1. Field of the Invention
The present invention relates generally to a polymer electrolyte battery provided with a positive electrode, a negative electrode, and a polymer electrolyte containing a non-aqueous electrolyte solution, and more particularly, to a polymer electrolyte battery using such a polymer electrolyte characterized in that preservation characteristics of the battery are improved upon improvement of the non-aqueous electrolyte solution contained in the polymer electrolyte.
2. Description of the Related Art
Recently, as one type of advanced batteries featuring high power and high energy density, non-aqueous electrolyte batteries with high energy density have been used. The non-aqueous electrolyte battery employs a non-aqueous electrolyte solution and utilizes a process of oxidation and reduction of lithium and lithium ions.
In the case of the above-mentioned non-aqueous electrolyte battery, however, problems exist that the non-aqueous electrolyte solution leaks out of the battery and that the non-aqueous electrolyte solution reacts with a positive electrode and a negative electrode to degrade the battery characteristics. Therefore, more recently, the spotlight is on a polymer electrolyte battery employing a polymer electrolyte.
Such a polymer electrolyte battery has conventionally generally employed a polymer electrolyte comprising a polymer such as poly(ethylene oxide) and polyvinylidene fluoride containing a solute comprising a lithium salt such as LiPF6. However, such a polymer electrolyte generally suffers low ionic conductivity, whereby sufficient battery characteristics can not be achieved.
Therefore, in recent years, a gelated polymer electrolyte comprising the above-mentioned polymer impregnated with a non-aqueous electrolyte solution obtained by dissolving a solute in an organic solvent such as carbonic ester has been utilized. In this connection, Japanese Patent Laid-Open No. 14506/1990 has proposed a polymer electrolyte comprising a gelated polymer electrolyte whose ionic conductivity is improved by a dibenzylidene sorbitol derivative with at least one ester group added thereto. Further, Japanese Patent Laid-Open No. 289040/1997 has proposed to provide a separator between a gelated polymer electrolyte and a negative electrode, so that characteristics at the interface between the gelated polymer electrolyte and the negative electrode is improved, so that charge/discharge cycle performance of the battery is improved.
Unfortunately, however, even when the gelated polymer electrolyte comprising a polymer impregnated with a non-aqueous electrolyte solution is used as a polymer electrolyte as described above, the non-aqueous electrolyte solution contained in the polymer electrolyte gradually reacts with a positive electrode and a negative electrode to decrease a battery capacity. Especially when the battery is preserved under high temperature conditions, such a reaction makes rapid progress to considerably decrease the battery capacity, whereby preservation characteristics of the battery is degraded.
************
Task brief ▸ According to the polymer electrolyte battery text, why has attention turned to batteries that use a polymer electrolyte? Reply in one to three sentences.

Dataset items
************
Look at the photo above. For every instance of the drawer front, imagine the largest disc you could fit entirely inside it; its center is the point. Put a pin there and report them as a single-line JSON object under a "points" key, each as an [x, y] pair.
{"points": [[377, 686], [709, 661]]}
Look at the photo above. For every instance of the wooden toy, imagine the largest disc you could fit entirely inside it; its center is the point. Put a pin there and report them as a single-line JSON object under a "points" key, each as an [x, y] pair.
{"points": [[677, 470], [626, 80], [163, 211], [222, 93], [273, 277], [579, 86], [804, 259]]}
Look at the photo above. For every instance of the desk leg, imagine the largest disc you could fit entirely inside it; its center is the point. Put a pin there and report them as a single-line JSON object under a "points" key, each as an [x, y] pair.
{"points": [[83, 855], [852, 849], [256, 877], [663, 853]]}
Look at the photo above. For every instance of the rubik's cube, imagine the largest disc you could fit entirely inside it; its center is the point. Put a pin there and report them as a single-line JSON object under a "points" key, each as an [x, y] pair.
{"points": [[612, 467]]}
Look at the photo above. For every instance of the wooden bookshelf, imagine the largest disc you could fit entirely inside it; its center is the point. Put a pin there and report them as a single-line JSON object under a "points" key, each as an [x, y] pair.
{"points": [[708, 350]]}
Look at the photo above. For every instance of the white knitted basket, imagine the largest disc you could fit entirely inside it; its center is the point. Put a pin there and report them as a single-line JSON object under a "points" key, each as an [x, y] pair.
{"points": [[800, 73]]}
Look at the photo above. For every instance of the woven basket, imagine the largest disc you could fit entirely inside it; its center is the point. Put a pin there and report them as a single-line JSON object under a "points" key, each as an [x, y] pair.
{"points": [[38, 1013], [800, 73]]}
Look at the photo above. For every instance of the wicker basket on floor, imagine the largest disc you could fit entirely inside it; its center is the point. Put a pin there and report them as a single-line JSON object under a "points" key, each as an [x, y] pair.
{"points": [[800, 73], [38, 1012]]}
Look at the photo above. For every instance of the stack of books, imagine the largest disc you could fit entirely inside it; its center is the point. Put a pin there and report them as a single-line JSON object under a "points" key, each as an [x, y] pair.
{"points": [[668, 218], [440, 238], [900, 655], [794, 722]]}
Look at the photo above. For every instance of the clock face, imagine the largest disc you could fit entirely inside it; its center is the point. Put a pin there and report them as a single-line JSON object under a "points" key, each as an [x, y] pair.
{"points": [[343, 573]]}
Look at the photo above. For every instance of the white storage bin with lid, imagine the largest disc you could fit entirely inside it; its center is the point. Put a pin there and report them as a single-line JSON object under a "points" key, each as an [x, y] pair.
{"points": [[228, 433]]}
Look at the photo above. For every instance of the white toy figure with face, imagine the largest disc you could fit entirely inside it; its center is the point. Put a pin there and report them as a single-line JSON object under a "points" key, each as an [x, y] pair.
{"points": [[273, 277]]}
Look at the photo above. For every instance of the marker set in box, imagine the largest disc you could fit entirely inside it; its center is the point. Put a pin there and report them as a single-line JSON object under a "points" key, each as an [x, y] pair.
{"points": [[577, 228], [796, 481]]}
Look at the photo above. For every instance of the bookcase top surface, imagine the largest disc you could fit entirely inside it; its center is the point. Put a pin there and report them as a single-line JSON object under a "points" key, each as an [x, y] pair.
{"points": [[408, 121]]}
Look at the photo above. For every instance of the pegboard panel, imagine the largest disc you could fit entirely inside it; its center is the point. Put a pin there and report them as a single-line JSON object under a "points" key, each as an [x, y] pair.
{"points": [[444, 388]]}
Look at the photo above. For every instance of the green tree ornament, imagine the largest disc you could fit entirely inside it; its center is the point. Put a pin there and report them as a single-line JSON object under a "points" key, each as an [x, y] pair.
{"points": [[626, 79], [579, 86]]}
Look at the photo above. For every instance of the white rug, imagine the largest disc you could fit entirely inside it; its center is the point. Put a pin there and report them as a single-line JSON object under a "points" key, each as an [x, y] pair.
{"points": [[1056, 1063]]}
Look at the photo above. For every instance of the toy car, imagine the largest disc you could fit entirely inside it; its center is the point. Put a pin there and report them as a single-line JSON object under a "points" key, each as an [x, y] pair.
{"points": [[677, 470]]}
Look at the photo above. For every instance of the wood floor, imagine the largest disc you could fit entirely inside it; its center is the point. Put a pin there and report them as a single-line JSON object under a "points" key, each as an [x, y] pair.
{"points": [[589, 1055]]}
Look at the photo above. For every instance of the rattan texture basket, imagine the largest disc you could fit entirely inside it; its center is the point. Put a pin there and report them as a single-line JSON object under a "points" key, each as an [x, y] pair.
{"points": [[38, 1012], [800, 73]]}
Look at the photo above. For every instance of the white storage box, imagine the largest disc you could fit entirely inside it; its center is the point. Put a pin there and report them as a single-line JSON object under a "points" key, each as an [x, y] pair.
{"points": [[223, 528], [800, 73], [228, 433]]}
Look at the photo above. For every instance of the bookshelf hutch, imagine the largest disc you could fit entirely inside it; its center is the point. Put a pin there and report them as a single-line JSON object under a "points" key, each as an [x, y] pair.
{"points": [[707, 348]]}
************
Full output ▸ Non-aqueous electrolyte batteries have two problems: the non-aqueous electrolyte solution leaks out of the battery, and it reacts with the positive and negative electrodes, which degrades the battery characteristics. Polymer electrolyte batteries drew attention because of these problems.